(Record excerpts):

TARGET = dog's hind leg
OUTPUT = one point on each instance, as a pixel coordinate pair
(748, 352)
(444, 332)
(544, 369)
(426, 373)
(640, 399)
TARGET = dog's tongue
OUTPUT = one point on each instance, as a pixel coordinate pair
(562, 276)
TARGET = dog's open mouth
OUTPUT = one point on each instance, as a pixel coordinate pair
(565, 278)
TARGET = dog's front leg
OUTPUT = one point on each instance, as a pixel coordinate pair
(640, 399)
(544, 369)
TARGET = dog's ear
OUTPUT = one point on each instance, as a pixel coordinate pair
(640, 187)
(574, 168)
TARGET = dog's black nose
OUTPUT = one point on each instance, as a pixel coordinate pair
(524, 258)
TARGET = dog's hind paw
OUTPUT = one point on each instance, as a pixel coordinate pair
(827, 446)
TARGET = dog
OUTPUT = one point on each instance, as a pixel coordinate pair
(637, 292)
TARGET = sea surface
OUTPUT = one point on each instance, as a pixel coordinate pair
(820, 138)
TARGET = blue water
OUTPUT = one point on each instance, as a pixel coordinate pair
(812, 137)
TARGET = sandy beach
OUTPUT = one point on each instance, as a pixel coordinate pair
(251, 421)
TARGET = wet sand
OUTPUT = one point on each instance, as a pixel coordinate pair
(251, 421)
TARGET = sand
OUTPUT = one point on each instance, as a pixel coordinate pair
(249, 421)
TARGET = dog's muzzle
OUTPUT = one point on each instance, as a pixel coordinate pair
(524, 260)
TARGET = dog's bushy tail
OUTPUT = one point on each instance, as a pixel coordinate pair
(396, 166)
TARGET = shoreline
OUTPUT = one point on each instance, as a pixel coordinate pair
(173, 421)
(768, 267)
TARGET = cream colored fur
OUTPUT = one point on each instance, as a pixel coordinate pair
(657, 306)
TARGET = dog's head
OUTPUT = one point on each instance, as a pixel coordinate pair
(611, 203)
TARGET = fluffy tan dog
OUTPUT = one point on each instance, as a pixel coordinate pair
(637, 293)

(Task objective): Reproduce the records word for word, beginning with the line that contains "TARGET = dog's hind paw" and continuing through the last line of the records.

(Response):
TARGET = dog's hind paw
OUTPUT = one point on each instance, as a pixel coordinate pair
(827, 446)
TARGET = dog
OUTPUT = one point on each instance, as a pixel coordinate pair
(637, 292)
TARGET = sea surface
OUTPUT = one point on each instance, as a pixel coordinate pair
(820, 138)
TARGET = blue water
OUTPUT = one point on each instance, as a pixel coordinate pair
(812, 137)
TARGET = sandy beach
OUTPUT = one point on each instance, as a pixel coordinate pair
(251, 421)
TARGET = wet sand
OUTPUT = one point on each instance, as a pixel coordinate pair
(251, 421)
TARGET = sand
OUTPUT = one point on each instance, as a pixel coordinate pair
(249, 421)
TARGET = dog's muzzle
OUTPUT = one point on each instance, as a pixel coordinate pair
(524, 260)
TARGET = dog's bushy tail
OUTPUT = one point on each instance, as a pixel coordinate pair
(396, 166)
TARGET = shoreline
OUTPUT = one point on each instance, as a pixel coordinate pair
(173, 421)
(768, 267)
TARGET = cream colored fur
OUTPUT = one point on each instance, as a pixel coordinate pair
(657, 306)
TARGET = dog's head
OUTPUT = one point on each instance, as a pixel coordinate pair
(611, 203)
TARGET = fluffy tan dog
OUTPUT = one point on each instance, as a pixel coordinate pair
(637, 293)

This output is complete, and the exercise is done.